====== Given records ======
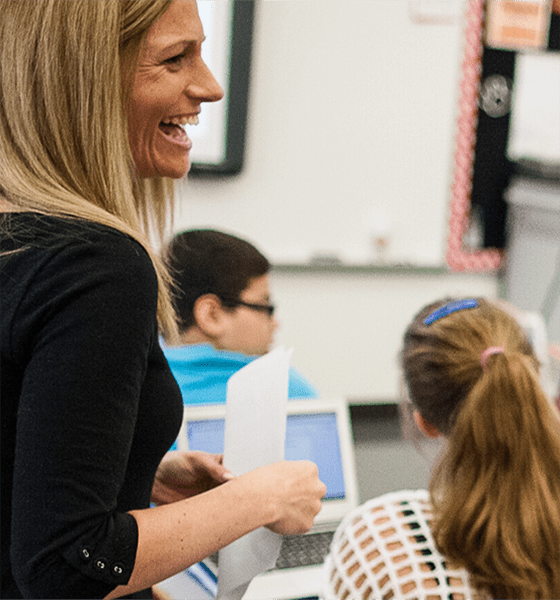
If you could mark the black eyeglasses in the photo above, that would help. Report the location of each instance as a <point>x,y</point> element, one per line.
<point>266,308</point>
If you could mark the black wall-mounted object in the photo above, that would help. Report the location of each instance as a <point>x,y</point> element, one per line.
<point>237,94</point>
<point>492,169</point>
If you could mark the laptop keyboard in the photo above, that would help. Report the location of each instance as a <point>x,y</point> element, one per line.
<point>304,550</point>
<point>300,550</point>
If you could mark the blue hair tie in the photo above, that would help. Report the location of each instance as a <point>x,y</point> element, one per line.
======
■ The task ■
Please format the full listing above as a numbered list with no blank lines, and leave the pictures out of your answer.

■ Final answer ■
1. If you could mark the black eyeglasses in the photo above, that would help. Report the location of each instance as a <point>x,y</point> element, one per line.
2. <point>266,308</point>
3. If you could mark the black wall-mounted object in the photo above, that would help. Report the location of each instance as a <point>x,y</point> element, one per line.
4. <point>237,94</point>
5. <point>492,169</point>
6. If you could mark the laptop keyboard in the photo above, that would help. Report the location of each instance as a <point>x,y</point> element, one per line.
7. <point>304,550</point>
8. <point>300,550</point>
9. If you could mark the blue hair tie in the photo above, that would help. Report the location of each instance as a <point>x,y</point> element, one per line.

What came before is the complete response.